── MATERIAL PROVIDED
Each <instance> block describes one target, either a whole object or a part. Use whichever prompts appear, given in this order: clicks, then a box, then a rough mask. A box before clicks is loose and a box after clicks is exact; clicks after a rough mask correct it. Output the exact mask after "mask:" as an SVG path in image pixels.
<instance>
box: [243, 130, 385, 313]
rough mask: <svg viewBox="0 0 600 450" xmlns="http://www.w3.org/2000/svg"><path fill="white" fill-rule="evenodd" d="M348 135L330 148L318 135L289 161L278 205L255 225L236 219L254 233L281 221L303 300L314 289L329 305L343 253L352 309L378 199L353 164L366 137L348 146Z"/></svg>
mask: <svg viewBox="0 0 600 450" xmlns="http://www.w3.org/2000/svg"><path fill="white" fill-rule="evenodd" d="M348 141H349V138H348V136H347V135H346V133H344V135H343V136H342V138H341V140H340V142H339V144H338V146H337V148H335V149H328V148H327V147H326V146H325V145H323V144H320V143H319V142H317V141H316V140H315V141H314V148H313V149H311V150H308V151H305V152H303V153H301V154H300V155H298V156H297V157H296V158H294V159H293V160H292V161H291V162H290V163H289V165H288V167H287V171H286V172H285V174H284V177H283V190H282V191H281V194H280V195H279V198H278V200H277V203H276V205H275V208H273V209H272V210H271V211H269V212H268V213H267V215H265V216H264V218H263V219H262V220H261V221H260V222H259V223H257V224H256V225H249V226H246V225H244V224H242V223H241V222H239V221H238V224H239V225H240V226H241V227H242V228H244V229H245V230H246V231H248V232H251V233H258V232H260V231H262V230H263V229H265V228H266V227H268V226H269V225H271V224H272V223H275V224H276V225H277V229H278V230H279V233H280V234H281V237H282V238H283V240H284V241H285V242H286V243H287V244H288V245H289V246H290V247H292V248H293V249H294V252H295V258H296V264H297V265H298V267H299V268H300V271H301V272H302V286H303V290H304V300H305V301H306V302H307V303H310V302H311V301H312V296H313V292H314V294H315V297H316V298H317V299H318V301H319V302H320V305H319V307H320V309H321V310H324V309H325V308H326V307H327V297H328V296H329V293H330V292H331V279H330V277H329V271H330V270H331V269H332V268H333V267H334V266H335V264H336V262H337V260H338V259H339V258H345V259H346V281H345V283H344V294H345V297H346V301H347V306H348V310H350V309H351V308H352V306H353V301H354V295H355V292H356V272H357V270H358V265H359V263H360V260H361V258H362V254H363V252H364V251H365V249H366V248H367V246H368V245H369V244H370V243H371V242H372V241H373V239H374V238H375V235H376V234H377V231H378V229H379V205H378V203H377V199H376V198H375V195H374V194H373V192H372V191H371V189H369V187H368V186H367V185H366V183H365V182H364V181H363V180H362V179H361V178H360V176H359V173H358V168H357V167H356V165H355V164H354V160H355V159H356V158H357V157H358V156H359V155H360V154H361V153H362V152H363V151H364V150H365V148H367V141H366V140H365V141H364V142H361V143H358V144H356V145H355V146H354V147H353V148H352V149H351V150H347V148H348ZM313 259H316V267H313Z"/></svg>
────
- [WHAT TO WORK ON] Please reproduce the data word for word, from its first line through the line containing "box: [243, 130, 385, 313]".

- [ANSWER SPACE]
Each <instance> block describes one target, either a whole object or a part. Use whichever prompts appear, given in this order: clicks, then a box, then a rough mask. A box before clicks is loose and a box after clicks is exact; clicks after a rough mask correct it. Output the exact mask after "mask:" as an SVG path in image pixels.
<instance>
box: [243, 130, 385, 313]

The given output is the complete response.